**ABOUT THIS TASK:**
Please return every line in the entries below with the word "white" in it.

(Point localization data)

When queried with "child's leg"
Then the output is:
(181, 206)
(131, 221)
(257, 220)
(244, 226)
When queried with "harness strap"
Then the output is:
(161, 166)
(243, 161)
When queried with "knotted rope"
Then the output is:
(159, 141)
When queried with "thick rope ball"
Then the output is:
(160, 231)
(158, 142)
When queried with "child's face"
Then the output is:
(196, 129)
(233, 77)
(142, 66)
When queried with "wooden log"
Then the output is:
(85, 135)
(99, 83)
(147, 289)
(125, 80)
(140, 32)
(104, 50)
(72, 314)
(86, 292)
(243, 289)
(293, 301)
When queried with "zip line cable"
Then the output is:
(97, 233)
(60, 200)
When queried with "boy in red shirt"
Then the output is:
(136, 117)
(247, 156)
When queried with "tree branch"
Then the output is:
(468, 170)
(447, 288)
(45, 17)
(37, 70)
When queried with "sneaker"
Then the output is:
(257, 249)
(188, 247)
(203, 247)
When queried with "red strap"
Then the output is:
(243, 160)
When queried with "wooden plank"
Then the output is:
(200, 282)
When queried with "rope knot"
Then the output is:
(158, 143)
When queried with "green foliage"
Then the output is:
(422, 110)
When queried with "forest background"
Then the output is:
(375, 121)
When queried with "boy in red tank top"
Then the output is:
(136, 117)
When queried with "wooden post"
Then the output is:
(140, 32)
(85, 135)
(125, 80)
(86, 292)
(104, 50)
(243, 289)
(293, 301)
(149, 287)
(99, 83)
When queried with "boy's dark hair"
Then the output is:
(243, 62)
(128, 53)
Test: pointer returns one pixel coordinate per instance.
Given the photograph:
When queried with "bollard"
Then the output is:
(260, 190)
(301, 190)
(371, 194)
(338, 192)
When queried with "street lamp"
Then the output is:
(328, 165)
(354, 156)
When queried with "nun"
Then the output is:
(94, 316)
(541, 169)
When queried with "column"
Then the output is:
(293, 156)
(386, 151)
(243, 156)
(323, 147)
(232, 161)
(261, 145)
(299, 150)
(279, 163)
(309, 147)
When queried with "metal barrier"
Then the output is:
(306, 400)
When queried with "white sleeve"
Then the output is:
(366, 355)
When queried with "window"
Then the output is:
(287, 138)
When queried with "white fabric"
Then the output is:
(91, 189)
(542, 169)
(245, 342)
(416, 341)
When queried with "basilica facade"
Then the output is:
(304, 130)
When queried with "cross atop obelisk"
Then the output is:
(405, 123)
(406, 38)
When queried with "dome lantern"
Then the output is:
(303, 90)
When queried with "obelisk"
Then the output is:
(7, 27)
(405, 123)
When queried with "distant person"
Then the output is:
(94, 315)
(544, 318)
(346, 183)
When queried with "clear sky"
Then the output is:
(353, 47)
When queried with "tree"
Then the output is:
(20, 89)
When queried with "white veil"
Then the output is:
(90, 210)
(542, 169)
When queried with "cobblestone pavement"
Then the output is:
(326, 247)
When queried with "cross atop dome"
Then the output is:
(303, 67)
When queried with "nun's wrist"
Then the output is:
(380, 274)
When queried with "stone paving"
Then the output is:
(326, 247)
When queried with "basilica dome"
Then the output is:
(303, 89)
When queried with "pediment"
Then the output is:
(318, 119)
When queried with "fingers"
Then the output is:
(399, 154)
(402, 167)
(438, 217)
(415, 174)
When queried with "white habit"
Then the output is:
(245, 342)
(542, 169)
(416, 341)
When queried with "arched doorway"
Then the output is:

**TASK ANSWER:**
When queried with "white sleeve"
When queried with "white fabric"
When queried with "white veil"
When queried with "white habit"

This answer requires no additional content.